■ WHAT IS NEEDED
Return the data that follows, keeping every word and mark unchanged.

....................

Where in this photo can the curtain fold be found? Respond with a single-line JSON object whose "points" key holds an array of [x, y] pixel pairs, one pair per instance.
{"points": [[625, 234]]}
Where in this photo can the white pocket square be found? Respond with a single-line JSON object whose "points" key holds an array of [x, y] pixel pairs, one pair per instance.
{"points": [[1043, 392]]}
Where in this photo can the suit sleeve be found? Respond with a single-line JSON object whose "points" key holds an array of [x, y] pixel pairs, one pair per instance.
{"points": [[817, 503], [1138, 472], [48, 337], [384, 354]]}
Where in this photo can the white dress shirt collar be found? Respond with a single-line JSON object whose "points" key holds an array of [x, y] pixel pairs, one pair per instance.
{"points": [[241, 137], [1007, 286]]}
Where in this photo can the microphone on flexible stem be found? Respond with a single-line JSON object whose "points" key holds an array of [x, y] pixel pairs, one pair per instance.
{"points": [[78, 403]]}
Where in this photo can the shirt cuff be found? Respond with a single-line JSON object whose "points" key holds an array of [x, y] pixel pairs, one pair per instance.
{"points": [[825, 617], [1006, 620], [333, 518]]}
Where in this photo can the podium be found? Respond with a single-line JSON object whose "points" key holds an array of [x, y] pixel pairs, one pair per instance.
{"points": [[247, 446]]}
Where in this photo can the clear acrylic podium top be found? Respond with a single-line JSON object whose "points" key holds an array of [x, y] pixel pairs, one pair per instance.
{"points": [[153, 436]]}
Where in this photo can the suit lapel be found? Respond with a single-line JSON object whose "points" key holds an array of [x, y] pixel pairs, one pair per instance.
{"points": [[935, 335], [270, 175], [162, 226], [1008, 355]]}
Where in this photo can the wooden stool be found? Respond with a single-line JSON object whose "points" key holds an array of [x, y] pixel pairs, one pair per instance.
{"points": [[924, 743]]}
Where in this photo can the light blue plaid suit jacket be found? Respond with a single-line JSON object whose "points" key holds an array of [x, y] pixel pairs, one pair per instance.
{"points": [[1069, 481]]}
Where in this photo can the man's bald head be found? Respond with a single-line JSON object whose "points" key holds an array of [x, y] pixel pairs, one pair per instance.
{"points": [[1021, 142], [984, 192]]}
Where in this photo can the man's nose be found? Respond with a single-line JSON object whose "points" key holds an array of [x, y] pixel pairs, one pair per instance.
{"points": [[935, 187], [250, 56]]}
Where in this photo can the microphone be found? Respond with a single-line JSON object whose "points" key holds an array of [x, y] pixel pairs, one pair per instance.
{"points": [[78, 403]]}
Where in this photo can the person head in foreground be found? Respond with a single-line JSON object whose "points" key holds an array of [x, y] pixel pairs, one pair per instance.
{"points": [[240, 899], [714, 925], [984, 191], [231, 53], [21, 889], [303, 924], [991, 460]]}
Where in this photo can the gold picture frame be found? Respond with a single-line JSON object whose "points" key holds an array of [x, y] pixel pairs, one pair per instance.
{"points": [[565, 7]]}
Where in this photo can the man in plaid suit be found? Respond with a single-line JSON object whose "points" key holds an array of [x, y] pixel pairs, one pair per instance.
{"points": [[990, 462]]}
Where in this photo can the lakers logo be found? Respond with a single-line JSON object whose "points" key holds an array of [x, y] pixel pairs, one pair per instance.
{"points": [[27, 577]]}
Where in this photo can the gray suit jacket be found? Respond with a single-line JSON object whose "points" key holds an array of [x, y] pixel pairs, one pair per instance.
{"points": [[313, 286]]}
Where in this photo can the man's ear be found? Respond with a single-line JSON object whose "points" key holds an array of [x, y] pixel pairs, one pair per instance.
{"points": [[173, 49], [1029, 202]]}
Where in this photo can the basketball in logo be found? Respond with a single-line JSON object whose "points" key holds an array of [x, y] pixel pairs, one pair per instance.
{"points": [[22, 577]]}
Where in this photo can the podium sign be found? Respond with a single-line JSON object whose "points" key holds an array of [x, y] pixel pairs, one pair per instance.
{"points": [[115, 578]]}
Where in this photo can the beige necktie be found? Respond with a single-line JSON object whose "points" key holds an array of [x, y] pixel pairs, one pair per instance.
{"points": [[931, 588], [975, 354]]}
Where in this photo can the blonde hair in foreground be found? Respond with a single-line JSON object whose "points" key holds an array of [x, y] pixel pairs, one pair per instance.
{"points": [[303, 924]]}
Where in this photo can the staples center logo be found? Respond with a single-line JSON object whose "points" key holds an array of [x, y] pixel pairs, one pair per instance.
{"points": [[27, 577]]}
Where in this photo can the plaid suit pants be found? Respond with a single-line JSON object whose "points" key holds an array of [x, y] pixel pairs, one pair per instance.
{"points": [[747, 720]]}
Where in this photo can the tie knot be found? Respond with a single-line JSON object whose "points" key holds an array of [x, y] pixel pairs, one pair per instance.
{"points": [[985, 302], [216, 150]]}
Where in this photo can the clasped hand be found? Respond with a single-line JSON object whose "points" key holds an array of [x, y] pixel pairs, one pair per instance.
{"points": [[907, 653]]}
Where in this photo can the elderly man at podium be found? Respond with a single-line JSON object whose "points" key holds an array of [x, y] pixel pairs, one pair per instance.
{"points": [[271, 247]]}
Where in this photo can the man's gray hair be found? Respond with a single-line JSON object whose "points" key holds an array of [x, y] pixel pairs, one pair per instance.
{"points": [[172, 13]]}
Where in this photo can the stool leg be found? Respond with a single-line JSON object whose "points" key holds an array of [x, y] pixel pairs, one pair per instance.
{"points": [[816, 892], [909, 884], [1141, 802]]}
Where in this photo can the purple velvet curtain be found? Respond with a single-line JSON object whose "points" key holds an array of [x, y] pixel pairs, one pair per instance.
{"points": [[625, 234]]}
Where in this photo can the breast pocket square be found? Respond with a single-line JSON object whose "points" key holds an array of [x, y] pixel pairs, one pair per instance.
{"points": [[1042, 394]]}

....................

■ FINAL ANSWER
Where in this photo can the curtain fold be found? Respond with a single-line JSON object whose "points" key holds an array of [x, y] pixel pairs, one pair per instance.
{"points": [[625, 234]]}
Where in this photo can the white pocket square be found? Respond with a single-line JSON object whose "points" key holds an array of [x, y] pixel pairs, one pair per instance.
{"points": [[1043, 392]]}
Where in this photo can the suit sleeve be found? Respond with a single-line JSON object whose "points" key holds an array of [x, y] pixel pairs, one pair per instance.
{"points": [[817, 503], [1138, 472], [48, 337], [384, 354]]}
Where in this photo can the white dress shirt collar be found? Respond with a single-line JSON object whose "points" key holds an array of [x, y] pixel pairs, one pair per instance.
{"points": [[241, 137], [1007, 286]]}
Where in this photo can the microphone on flexible stem be found? Respond with a single-line JSON object whose "points" key holds an array of [x, y] pixel pairs, one pair per instance.
{"points": [[78, 403]]}
Where in this photo can the shirt cuff be found? Respond with a single-line JSON object whose "points" key holds an array of [x, y] pixel pairs, one pair per instance.
{"points": [[825, 617], [1006, 620], [333, 518]]}
Where in this photo can the podium be found? Respond with a single-line JSON object whose "points" key holds an array of [x, y] pixel pairs, one pair per instance.
{"points": [[247, 446]]}
Where in this photo can the clear acrylic podium top be found? Respond with a single-line JSON object whose "points" key holds an array of [x, y] pixel pairs, one pair per instance.
{"points": [[153, 436]]}
Where in this photo can the suit lapel be found? Respond with a single-line JSON object whose "points" key holds an array of [x, y] pixel pairs, one pair per instance.
{"points": [[935, 335], [270, 175], [162, 226], [1008, 355]]}
Where in this photo can the wooden stool be found? Respond with a single-line JSON object whose "points" key holds an array of [x, y] pixel pairs, one pair per instance.
{"points": [[924, 743]]}
Where in this photo can the light blue plaid suit jacket be found? Respond with a single-line JSON object whose "points" key holds an array of [x, y] pixel pairs, one pair per instance.
{"points": [[1069, 481]]}
Where in this photo can the man's bald head be found? Respond with a single-line JSON object whose "points" key holds an array of [x, y] pixel pairs, one pair per instance.
{"points": [[1021, 142], [984, 192]]}
Where in this photo can the man's nose be found? Respond with a single-line JSON object whose "points" key holds an array of [x, y] pixel pairs, one pair per instance.
{"points": [[935, 187], [250, 56]]}
Where in this photo can the microphone be found? Respond with a single-line JSON object whose "points" key holds an array of [x, y] pixel pairs, one pair per instance.
{"points": [[78, 403]]}
Where in this photo can the person head in foreground be found? Respond with a single-line JSON object whose "points" key holds an array of [x, y] pixel pairs, one pair per instance.
{"points": [[240, 899], [714, 925], [984, 191], [231, 53], [21, 889], [303, 924], [991, 460]]}
Where in this photo can the gold picture frame be found? Respond with a single-line JSON object whose "points" key holds an array of [x, y] pixel pairs, one pair per instance.
{"points": [[565, 7]]}
Where in this photo can the man in plaid suit be found? Respond with a single-line JSON object whose "points" key holds an array of [x, y] pixel pairs, one pair per instance.
{"points": [[990, 462]]}
Where in this photo can the lakers logo be found? Respond with a single-line JSON object whose "points" key holds an array of [x, y] pixel pairs, one pair per instance.
{"points": [[27, 577]]}
Where in this photo can the gray suit jacket be found? Respond with a single-line JSON object whose "points" key holds an array of [x, y] pixel pairs, one pair per instance.
{"points": [[313, 286]]}
Where in this photo can the man's ear be found? Respond with a single-line JSON object whose "points" key holds an array of [x, y] pixel pairs, one pair per instance.
{"points": [[173, 49], [1029, 202]]}
Where in this photo can the basketball in logo be found? Respond with a single-line JSON object whose "points" key holds an array of [x, y] pixel pairs, one pair per instance.
{"points": [[22, 577]]}
Where in this photo can the podium sign be found? Respond with a single-line JSON object whose "points" key holds an array of [x, y] pixel pairs, one pair per instance.
{"points": [[115, 578]]}
Where in this photo can the beige necktie be found? Respond with a single-line JSON object whose "points" key holds an array of [x, y] pixel pairs, one pair per instance.
{"points": [[931, 588], [975, 354]]}
Where in this photo can the blonde hair in foreground be found? Respond with a single-line JSON object whose "points" key holds an array of [x, y] pixel pairs, one pair per instance.
{"points": [[303, 924]]}
Where in this photo can the staples center logo be found? Respond with a single-line JSON object whose "points" key holds an array of [x, y] pixel pairs, one pair per instance.
{"points": [[27, 577]]}
Where in this photo can the plaid suit pants be found? Respond with a single-line JSON object whose "points" key holds an array of [x, y] pixel pairs, one pair per instance.
{"points": [[747, 720]]}
Where in this photo can the tie knot be found? Respond with a single-line JSON object whose "points" key holds an array of [x, y] pixel pairs, one pair per instance.
{"points": [[985, 302], [216, 150]]}
Where in this photo can the clasped hand be found? Respond with a single-line JSON object whose "points" key holds an array of [x, y] pixel pairs, one pair per instance.
{"points": [[907, 653]]}
Where in this photo can the elderly man at podium be found? Respond with a single-line JSON object whose "points" key holds an array of [x, y] pixel pairs, one pair per instance.
{"points": [[271, 247]]}
Where in this photo can the man's gray hair be found? Respond with a single-line JSON object whose "points" key holds an array of [x, y] pixel pairs, one pair per instance.
{"points": [[172, 13]]}
Where in this photo can the stool leg be found? Respond with a single-line JSON object whose "points" key holds an array of [x, y] pixel pairs, one pair per instance.
{"points": [[816, 892], [909, 884], [1141, 802]]}
Where in this photo can the purple velvet curtain be found? Respond with a single-line JSON object whose "points" key holds an array of [x, y] pixel pairs, one pair per instance.
{"points": [[625, 234]]}
Where in this photo can the breast pocket square be found? Respond with a single-line JSON object whose "points" key holds an array of [x, y] pixel pairs, one pair per instance.
{"points": [[1042, 394]]}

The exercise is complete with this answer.